南部氏が、「良い価格差別」と「悪い価格差別」について整理した上で、映画館がサービスに付加価値を付けていく重要性を指摘し、一方で価格競争を問題視している。
価格差別と映画館(南部竜介)内容自体は「経営学の教科書通り」の提案で、一読すると「そりゃそうだ」と思ってしまいがちなのだが、悲観的過ぎる書き方に違和感を覚える。筆者の立場としては、映画館の中でもシネコンにはまだまだ余力があると考えている。
1. シネコンの余力
「いつ見ても席が殆ど埋まっていない」のに「ずっと経営が出来ている映画館」というのを見た事があるだろうか。勿論、
一部の「ヒット作による収益」で他の「駄作による赤字」を補っているわけだが、それ以前に、現在の映画館というビジネスは
「割とがらがらでもやっていける」状況なのだ。

--

_課題文_: 映画館と価格差別についての文章から、「南部氏が、「良い価格差別」と」という語句を含むところで始まり「まだ余力があると考えている。」で終わる部分を、一字一句そのまま書き写しなさい。

(領域輪郭の項目)
--

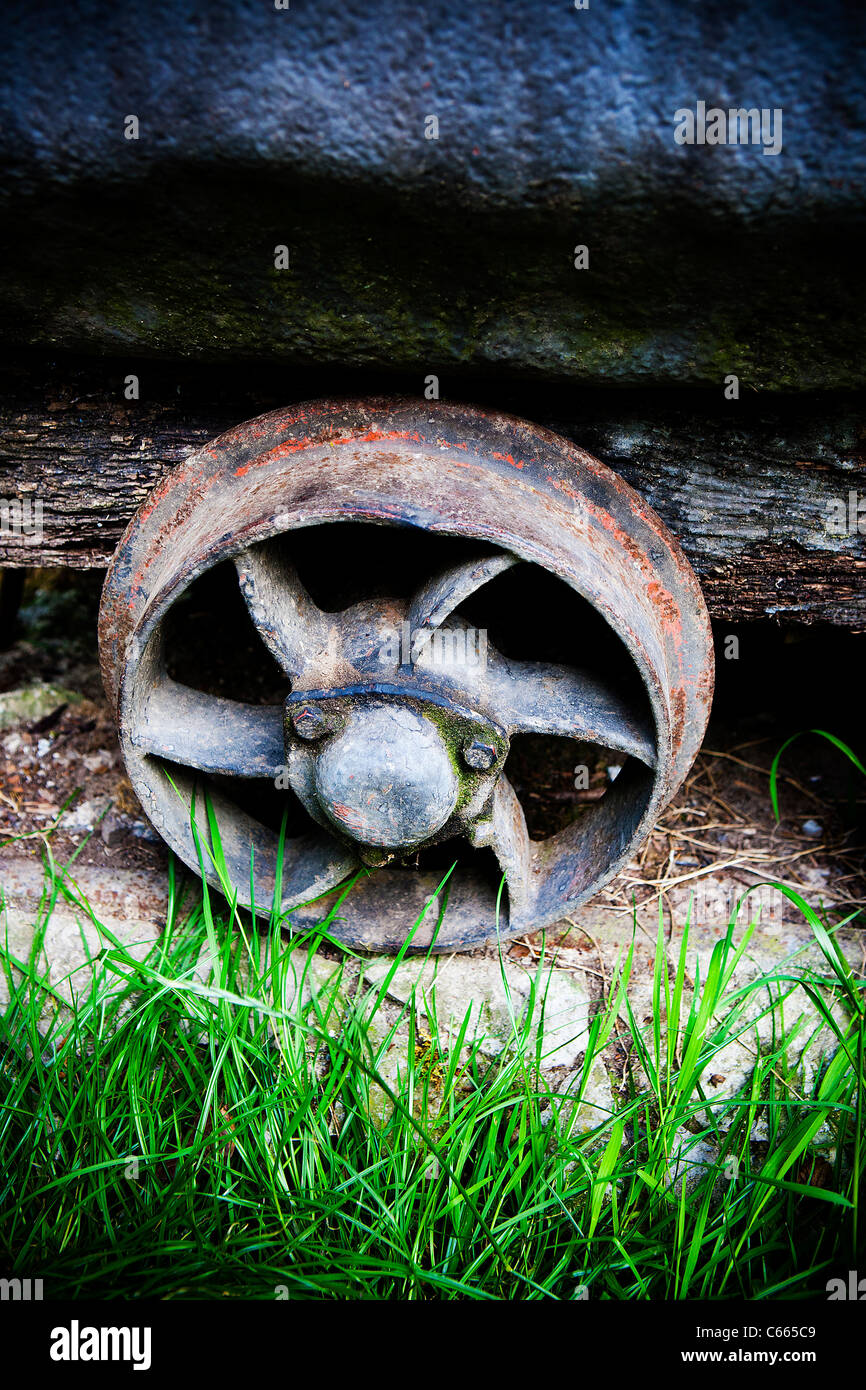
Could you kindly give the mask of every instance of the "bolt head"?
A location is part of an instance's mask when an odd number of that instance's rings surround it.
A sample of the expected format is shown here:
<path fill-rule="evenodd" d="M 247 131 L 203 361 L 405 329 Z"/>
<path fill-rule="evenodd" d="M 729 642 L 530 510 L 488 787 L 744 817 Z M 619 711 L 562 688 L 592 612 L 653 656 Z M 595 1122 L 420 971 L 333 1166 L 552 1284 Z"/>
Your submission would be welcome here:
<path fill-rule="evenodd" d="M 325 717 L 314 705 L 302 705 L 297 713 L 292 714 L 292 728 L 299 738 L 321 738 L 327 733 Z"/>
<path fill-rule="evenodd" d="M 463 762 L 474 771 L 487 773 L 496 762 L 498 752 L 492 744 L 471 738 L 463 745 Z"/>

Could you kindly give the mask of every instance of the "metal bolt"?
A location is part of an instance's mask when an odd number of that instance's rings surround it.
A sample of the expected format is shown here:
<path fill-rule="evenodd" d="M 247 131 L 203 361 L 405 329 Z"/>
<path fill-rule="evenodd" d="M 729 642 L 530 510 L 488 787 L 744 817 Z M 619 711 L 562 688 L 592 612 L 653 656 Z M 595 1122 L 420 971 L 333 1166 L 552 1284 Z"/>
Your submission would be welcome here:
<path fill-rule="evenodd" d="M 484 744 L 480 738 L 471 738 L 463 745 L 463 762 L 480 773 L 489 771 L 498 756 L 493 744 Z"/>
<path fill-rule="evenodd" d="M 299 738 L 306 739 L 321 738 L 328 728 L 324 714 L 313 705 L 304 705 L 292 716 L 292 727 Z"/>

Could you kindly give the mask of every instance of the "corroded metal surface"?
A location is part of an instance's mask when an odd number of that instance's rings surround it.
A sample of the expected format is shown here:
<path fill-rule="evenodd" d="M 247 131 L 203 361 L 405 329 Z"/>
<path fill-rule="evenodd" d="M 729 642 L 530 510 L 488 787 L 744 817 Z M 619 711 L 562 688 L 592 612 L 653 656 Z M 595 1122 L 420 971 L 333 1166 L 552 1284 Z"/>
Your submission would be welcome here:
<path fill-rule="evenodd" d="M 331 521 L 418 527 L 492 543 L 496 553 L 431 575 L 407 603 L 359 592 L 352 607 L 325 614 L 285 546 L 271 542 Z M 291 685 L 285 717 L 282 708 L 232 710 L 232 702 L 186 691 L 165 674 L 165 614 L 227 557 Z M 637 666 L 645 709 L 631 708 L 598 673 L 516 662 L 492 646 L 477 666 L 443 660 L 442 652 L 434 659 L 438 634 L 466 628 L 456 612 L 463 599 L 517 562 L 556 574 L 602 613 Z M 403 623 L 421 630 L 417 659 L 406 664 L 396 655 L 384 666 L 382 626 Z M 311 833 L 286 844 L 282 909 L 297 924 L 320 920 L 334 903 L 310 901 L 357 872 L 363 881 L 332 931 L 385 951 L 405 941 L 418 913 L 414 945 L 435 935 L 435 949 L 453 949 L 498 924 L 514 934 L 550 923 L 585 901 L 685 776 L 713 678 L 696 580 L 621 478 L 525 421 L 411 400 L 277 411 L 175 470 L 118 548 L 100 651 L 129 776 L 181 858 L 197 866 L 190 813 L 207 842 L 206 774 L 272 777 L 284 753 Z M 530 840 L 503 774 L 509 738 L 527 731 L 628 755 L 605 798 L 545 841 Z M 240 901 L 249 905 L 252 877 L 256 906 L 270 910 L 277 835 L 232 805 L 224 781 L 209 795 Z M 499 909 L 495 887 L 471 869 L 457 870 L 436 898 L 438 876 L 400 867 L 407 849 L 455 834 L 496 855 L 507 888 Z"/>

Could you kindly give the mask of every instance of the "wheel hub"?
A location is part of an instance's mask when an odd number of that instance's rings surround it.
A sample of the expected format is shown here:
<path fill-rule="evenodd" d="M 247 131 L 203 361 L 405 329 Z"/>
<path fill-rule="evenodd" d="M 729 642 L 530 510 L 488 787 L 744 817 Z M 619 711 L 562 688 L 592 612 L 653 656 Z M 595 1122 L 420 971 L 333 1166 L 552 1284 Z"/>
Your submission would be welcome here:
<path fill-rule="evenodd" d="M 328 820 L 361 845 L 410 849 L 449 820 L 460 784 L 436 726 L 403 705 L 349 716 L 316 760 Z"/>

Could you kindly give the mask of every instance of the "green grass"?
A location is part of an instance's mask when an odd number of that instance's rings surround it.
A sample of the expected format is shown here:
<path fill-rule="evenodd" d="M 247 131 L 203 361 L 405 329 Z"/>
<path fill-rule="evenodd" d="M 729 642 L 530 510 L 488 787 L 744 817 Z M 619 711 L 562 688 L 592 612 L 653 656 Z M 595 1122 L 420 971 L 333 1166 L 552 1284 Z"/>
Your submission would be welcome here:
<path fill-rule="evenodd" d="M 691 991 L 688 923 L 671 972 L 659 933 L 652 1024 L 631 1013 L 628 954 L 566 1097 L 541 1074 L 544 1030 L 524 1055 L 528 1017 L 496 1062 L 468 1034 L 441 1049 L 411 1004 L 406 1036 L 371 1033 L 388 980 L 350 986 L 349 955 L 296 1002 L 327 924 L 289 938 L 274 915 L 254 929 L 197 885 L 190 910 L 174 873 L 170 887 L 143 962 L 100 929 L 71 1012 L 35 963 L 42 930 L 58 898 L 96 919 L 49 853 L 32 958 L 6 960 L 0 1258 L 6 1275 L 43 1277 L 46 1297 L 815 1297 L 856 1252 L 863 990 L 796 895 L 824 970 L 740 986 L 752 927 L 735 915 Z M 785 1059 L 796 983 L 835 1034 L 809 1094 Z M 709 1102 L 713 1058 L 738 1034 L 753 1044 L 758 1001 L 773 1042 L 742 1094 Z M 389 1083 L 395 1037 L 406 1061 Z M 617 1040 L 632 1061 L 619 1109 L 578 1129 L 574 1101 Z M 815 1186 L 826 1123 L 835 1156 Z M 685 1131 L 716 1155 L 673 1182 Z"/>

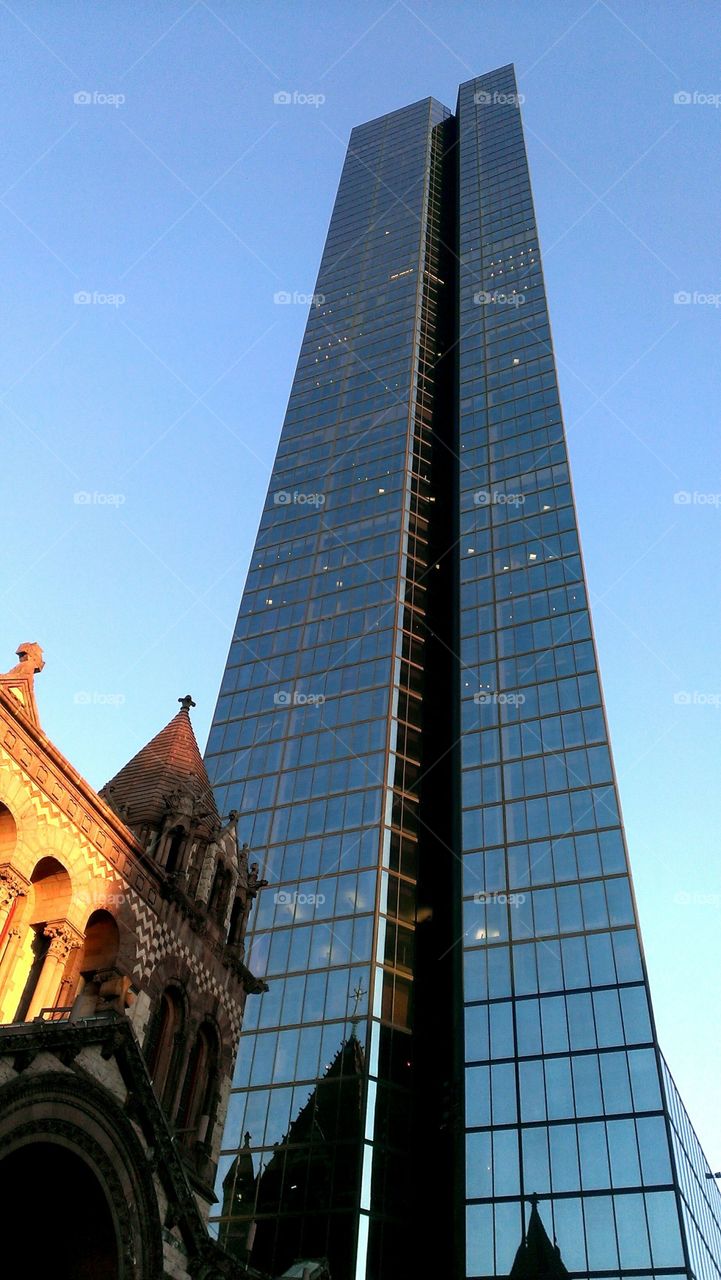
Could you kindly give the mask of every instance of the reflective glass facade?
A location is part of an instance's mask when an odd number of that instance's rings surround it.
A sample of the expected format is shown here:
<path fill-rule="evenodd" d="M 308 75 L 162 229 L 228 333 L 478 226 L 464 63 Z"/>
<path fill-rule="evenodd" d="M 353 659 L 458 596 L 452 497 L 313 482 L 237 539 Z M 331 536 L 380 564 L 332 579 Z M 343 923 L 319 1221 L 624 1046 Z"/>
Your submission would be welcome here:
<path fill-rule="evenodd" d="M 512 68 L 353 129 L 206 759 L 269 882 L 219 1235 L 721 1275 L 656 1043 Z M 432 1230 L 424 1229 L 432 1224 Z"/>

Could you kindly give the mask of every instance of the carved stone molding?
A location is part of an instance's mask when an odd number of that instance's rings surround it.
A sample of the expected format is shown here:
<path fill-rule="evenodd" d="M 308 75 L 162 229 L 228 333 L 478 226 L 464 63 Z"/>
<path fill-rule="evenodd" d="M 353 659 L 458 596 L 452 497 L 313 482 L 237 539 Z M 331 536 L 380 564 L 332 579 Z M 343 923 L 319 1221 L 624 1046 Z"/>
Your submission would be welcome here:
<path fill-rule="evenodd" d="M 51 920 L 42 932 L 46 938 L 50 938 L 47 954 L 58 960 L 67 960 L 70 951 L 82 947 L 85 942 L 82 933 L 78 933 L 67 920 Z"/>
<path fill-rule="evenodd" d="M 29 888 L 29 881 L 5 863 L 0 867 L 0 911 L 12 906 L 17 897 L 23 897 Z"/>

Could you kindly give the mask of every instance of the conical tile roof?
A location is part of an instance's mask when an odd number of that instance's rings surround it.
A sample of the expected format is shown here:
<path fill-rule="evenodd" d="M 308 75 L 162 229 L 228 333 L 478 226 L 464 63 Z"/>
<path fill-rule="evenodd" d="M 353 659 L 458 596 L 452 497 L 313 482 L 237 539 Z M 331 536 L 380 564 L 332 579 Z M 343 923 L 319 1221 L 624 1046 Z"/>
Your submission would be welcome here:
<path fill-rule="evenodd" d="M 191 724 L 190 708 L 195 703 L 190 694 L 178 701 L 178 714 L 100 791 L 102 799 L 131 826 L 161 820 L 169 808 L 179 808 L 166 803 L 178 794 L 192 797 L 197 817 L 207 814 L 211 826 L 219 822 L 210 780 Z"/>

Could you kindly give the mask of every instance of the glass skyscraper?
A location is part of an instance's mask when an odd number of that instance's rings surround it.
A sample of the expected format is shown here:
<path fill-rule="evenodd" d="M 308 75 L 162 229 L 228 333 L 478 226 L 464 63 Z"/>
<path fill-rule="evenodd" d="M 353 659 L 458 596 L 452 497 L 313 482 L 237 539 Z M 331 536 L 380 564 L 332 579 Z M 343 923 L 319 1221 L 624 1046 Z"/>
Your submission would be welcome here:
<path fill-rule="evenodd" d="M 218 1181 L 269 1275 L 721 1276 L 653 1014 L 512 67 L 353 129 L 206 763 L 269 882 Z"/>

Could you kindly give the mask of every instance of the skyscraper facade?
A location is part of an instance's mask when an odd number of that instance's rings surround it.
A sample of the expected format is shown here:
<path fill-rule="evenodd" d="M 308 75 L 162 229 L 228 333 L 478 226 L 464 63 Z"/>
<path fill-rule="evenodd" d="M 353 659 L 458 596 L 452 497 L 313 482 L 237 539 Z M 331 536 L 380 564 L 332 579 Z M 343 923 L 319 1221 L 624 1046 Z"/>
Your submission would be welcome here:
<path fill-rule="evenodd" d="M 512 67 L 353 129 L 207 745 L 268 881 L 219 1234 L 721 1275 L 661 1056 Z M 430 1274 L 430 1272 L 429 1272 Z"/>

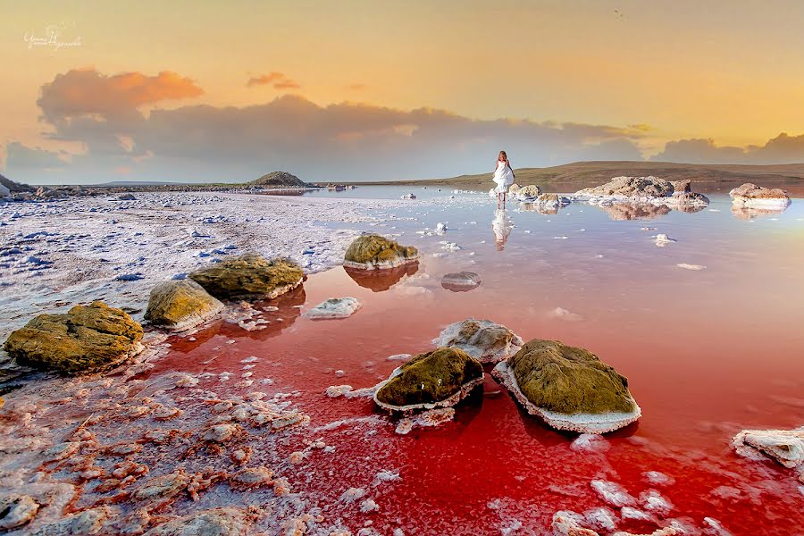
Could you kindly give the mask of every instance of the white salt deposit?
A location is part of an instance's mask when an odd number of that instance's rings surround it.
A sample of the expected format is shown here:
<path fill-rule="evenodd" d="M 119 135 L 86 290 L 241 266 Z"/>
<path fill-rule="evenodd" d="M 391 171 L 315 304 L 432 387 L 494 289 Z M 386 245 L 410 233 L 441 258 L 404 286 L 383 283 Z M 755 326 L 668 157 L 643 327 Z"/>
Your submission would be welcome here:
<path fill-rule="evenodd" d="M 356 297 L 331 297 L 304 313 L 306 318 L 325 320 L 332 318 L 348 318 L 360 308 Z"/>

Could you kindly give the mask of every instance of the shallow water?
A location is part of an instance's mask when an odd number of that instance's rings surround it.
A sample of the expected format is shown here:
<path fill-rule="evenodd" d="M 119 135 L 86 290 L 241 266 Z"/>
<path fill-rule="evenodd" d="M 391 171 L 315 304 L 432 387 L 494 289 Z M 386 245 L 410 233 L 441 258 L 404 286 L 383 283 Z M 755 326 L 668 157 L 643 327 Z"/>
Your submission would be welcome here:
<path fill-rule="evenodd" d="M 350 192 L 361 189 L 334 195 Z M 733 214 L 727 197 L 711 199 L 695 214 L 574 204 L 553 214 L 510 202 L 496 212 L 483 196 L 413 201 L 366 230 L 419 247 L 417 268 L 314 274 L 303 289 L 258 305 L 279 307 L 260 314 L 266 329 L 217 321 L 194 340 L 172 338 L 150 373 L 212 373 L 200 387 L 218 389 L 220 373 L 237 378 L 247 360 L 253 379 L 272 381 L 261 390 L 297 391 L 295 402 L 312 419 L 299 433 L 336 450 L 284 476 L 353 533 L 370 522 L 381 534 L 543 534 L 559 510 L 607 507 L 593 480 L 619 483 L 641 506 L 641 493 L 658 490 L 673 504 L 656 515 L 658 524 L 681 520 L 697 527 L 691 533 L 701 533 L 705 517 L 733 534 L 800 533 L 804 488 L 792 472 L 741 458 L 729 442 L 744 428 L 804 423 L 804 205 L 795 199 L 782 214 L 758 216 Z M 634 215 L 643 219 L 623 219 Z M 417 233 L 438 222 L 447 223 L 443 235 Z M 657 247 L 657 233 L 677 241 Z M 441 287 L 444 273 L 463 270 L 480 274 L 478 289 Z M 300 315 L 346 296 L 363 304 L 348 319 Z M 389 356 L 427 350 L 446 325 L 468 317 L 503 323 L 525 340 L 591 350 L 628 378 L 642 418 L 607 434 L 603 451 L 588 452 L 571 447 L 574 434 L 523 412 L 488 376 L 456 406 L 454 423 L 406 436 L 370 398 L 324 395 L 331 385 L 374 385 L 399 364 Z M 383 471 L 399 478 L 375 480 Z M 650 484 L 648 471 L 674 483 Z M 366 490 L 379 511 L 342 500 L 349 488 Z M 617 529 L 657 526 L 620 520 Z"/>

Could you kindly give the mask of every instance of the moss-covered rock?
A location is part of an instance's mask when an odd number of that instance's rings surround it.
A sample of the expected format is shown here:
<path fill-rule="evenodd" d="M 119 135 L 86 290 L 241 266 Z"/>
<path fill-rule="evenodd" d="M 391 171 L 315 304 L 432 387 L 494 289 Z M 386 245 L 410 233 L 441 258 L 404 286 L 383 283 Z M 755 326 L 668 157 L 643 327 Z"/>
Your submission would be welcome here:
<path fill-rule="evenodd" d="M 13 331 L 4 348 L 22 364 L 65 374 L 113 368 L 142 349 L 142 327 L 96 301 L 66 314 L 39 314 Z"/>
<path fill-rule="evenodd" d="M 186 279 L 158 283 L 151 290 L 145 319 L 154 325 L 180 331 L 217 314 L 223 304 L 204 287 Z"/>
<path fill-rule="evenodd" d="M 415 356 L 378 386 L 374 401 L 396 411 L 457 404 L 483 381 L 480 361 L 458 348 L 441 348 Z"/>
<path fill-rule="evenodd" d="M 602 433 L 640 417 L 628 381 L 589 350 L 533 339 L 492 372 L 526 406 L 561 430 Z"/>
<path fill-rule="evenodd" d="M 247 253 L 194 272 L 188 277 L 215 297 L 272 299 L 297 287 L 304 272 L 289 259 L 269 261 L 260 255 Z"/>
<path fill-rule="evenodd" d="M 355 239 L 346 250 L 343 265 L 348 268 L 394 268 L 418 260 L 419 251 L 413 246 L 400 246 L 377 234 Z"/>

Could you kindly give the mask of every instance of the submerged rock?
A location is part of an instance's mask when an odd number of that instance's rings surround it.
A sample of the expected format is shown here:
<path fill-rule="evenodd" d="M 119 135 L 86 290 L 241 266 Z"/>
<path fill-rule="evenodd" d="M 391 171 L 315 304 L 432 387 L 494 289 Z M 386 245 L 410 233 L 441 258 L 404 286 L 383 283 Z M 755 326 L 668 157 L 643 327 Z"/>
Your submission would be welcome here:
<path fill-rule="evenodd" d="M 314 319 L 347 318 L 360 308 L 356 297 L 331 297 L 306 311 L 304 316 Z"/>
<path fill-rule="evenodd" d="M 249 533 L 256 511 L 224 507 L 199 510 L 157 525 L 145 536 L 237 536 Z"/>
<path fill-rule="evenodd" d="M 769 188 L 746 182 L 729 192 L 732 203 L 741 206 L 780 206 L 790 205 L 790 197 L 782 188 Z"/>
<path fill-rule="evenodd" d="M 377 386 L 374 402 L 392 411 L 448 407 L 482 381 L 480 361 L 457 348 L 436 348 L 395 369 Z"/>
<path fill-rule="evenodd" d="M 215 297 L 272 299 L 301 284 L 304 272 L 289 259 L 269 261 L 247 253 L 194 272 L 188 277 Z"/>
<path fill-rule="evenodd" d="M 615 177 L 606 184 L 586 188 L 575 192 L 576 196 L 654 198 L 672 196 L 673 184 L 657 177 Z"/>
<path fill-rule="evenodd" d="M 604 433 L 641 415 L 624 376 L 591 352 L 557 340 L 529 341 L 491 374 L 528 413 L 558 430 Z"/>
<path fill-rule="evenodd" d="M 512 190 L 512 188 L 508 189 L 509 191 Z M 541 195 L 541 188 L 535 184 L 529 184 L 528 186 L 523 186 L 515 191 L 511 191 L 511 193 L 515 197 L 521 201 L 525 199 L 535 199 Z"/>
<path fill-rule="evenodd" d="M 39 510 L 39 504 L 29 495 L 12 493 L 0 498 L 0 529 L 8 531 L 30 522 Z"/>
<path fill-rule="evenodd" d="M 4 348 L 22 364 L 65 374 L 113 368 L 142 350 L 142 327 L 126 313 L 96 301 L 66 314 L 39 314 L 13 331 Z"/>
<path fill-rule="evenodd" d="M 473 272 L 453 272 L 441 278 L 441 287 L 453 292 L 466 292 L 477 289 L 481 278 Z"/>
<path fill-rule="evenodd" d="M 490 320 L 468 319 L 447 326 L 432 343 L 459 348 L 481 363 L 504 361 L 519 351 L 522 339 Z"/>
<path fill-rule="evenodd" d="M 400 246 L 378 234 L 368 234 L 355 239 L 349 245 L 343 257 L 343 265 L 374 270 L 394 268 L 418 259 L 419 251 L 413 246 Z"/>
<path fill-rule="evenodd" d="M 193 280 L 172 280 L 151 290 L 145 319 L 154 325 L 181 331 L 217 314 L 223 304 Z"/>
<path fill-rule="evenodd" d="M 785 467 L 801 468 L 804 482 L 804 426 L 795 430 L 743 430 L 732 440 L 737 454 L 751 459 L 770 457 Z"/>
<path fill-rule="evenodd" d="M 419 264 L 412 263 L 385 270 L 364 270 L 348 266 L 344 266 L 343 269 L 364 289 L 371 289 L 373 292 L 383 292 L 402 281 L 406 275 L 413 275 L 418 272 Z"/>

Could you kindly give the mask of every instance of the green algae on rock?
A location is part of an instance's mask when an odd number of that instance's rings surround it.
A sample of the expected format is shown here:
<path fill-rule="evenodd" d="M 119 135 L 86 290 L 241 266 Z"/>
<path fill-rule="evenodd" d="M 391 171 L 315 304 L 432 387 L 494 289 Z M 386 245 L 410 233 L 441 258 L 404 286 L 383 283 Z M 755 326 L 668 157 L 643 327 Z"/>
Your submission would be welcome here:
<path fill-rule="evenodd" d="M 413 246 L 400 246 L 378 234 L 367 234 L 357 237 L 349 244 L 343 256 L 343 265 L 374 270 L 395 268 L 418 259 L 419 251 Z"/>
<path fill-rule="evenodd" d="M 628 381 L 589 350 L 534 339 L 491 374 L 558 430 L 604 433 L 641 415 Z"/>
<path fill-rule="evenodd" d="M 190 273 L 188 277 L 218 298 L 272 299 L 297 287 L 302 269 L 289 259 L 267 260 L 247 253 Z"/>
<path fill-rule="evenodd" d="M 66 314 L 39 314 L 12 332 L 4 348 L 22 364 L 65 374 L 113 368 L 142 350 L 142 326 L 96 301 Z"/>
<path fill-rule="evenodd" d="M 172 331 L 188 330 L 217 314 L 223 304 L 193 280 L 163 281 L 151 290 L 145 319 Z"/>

--

_本問の解答_:
南部氏が、「良い価格差別」と「悪い価格差別」について整理した上で、映画館がサービスに付加価値を付けていく重要性を指摘し、一方で価格競争を問題視している。
価格差別と映画館(南部竜介)内容自体は「経営学の教科書通り」の提案で、一読すると「そりゃそうだ」と思ってしまいがちなのだが、悲観的過ぎる書き方に違和感を覚える。筆者の立場としては、映画館の中でもシネコンにはまだまだ余力があると考えている。